**Direction:** Extract each line of the data below that contains the string "wooden", treating uppercase and lowercase letters as distinct.

** start of Material supplied **

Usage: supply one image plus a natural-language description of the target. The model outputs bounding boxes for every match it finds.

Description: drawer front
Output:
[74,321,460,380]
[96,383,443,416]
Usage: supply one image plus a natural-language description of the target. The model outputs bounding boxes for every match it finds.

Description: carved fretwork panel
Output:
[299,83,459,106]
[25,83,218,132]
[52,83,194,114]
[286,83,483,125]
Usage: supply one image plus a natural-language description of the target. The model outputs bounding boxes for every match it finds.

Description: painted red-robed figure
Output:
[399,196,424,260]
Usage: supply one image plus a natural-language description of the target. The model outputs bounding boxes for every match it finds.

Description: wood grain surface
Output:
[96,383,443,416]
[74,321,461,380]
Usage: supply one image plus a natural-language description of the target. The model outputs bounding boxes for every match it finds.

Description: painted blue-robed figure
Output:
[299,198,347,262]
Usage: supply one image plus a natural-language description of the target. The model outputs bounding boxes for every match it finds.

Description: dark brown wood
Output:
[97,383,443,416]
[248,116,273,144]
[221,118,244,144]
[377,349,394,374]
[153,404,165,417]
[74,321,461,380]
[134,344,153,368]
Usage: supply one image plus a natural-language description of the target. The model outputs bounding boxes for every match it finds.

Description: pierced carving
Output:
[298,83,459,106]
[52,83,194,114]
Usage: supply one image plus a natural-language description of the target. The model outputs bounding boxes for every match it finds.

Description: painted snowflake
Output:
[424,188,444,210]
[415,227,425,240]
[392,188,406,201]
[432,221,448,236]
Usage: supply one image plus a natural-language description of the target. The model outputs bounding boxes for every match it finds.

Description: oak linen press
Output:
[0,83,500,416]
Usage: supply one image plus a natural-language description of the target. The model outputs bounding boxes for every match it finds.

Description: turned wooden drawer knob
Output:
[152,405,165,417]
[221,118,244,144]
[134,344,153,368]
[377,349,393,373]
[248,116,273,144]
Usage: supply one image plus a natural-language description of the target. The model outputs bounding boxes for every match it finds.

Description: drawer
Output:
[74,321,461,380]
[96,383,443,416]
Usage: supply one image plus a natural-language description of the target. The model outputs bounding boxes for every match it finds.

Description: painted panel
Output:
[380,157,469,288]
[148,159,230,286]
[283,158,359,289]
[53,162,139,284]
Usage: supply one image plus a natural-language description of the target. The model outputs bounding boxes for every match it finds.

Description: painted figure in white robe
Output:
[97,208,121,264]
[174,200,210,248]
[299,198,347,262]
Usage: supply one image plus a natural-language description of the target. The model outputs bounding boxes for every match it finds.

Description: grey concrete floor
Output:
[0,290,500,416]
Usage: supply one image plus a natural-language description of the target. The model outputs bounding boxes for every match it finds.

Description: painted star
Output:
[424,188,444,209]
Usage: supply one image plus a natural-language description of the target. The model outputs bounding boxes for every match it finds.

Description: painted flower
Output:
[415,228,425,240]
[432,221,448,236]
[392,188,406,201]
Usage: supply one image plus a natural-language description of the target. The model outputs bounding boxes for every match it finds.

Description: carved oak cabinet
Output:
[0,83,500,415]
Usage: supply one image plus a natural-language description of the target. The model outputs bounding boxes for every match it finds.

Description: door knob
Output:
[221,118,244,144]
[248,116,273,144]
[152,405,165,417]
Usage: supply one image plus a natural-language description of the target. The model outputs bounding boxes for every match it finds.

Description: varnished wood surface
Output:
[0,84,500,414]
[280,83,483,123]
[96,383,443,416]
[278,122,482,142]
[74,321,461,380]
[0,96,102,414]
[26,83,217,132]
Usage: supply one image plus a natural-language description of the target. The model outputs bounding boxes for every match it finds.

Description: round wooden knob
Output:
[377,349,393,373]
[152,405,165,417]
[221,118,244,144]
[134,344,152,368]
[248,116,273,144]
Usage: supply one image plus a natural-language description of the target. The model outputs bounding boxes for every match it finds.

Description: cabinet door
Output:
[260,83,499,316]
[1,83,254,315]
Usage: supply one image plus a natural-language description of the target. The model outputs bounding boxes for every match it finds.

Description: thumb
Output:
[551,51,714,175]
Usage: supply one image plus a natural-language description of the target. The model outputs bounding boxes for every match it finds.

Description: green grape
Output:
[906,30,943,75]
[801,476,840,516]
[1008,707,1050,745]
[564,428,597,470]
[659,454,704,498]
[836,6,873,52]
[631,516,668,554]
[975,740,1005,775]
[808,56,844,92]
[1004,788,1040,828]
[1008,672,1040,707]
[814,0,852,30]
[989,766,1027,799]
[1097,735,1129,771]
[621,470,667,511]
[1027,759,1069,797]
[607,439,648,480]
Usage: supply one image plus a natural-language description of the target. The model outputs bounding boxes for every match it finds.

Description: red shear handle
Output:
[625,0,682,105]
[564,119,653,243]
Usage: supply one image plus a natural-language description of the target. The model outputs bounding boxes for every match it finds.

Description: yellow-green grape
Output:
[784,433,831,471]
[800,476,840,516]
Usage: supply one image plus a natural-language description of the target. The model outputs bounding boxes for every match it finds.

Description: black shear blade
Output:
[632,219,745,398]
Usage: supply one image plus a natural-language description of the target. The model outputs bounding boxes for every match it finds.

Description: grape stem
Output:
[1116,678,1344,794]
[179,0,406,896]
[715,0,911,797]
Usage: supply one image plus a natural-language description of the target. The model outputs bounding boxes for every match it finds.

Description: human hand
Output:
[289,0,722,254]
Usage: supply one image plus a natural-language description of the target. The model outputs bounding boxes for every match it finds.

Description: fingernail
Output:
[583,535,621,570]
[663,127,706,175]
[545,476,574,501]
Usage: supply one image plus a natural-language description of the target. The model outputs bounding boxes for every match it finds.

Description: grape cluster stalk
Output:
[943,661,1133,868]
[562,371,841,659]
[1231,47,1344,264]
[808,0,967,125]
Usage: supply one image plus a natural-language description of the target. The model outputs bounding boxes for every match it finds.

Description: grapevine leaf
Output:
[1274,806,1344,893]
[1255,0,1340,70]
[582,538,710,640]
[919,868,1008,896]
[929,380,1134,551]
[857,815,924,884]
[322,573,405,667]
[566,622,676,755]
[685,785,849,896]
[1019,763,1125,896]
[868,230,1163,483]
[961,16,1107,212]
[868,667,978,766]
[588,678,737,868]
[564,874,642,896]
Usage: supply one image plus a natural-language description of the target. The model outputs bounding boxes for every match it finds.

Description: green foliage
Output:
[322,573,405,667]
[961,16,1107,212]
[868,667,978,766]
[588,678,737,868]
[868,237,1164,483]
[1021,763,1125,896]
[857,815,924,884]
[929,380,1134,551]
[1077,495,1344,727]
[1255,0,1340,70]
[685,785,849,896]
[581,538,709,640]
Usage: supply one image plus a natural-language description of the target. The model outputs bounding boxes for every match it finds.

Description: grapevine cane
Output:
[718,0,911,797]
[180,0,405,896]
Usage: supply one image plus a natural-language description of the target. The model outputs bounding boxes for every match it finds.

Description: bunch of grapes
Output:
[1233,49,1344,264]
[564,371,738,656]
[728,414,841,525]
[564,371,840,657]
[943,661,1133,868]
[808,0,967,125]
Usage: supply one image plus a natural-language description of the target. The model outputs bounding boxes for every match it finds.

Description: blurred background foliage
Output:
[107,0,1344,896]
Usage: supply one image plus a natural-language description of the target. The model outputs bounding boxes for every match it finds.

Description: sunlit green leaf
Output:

** end of Material supplied **

**Answer:**
Description: turned wooden drawer knob
Description: round wooden knob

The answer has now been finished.